• **Work order**
Range to output from the entries below: the line containing "pixel 310 270" through the line containing "pixel 307 257". Set it down exactly, ends included, nothing else.

Start of Supplied information

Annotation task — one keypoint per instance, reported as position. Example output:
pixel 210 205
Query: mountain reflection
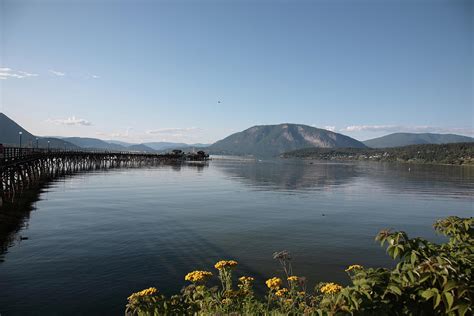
pixel 289 175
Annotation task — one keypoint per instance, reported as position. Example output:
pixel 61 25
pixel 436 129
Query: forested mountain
pixel 272 140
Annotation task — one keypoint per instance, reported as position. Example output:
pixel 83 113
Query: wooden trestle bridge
pixel 23 168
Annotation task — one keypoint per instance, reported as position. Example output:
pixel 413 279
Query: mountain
pixel 404 139
pixel 94 143
pixel 272 140
pixel 9 135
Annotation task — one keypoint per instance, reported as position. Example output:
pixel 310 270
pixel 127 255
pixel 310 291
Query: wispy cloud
pixel 57 73
pixel 172 130
pixel 71 121
pixel 6 73
pixel 330 128
pixel 409 129
pixel 125 134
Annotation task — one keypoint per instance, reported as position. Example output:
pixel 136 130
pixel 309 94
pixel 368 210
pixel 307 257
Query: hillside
pixel 454 154
pixel 405 139
pixel 9 135
pixel 272 140
pixel 94 143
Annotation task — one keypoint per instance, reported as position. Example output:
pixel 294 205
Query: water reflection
pixel 294 175
pixel 289 175
pixel 15 214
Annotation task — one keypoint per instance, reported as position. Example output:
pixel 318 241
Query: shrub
pixel 428 279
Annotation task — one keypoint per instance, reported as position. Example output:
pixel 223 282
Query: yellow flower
pixel 197 276
pixel 246 280
pixel 146 292
pixel 354 267
pixel 282 292
pixel 224 264
pixel 330 288
pixel 273 283
pixel 288 301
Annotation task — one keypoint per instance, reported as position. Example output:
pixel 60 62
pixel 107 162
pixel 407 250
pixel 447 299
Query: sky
pixel 197 71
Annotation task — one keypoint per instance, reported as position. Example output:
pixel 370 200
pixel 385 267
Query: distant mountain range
pixel 405 139
pixel 10 135
pixel 262 140
pixel 272 140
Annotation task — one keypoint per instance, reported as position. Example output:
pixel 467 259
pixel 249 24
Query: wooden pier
pixel 23 168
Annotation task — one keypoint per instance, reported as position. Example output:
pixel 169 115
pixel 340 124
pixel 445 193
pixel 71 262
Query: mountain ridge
pixel 272 140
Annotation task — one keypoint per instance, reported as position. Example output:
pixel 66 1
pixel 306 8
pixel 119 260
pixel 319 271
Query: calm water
pixel 94 238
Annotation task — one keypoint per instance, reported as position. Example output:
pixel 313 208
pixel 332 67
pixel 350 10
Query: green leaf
pixel 437 300
pixel 427 294
pixel 449 299
pixel 463 309
pixel 395 289
pixel 449 285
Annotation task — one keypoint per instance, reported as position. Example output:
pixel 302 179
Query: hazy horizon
pixel 182 71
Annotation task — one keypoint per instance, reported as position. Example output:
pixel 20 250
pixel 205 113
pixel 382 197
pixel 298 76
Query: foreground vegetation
pixel 453 154
pixel 428 279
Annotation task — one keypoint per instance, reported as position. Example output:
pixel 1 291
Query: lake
pixel 96 237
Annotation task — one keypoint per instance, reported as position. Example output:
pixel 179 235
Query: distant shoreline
pixel 457 154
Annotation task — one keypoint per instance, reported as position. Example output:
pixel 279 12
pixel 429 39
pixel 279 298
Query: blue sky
pixel 155 70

End of Supplied information

• **Written answer**
pixel 310 270
pixel 127 255
pixel 310 291
Query: wispy cloud
pixel 57 73
pixel 172 130
pixel 71 121
pixel 6 73
pixel 330 128
pixel 409 129
pixel 125 134
Annotation task — one keypoint per instance, reported as position. Example output:
pixel 136 130
pixel 309 94
pixel 368 210
pixel 307 257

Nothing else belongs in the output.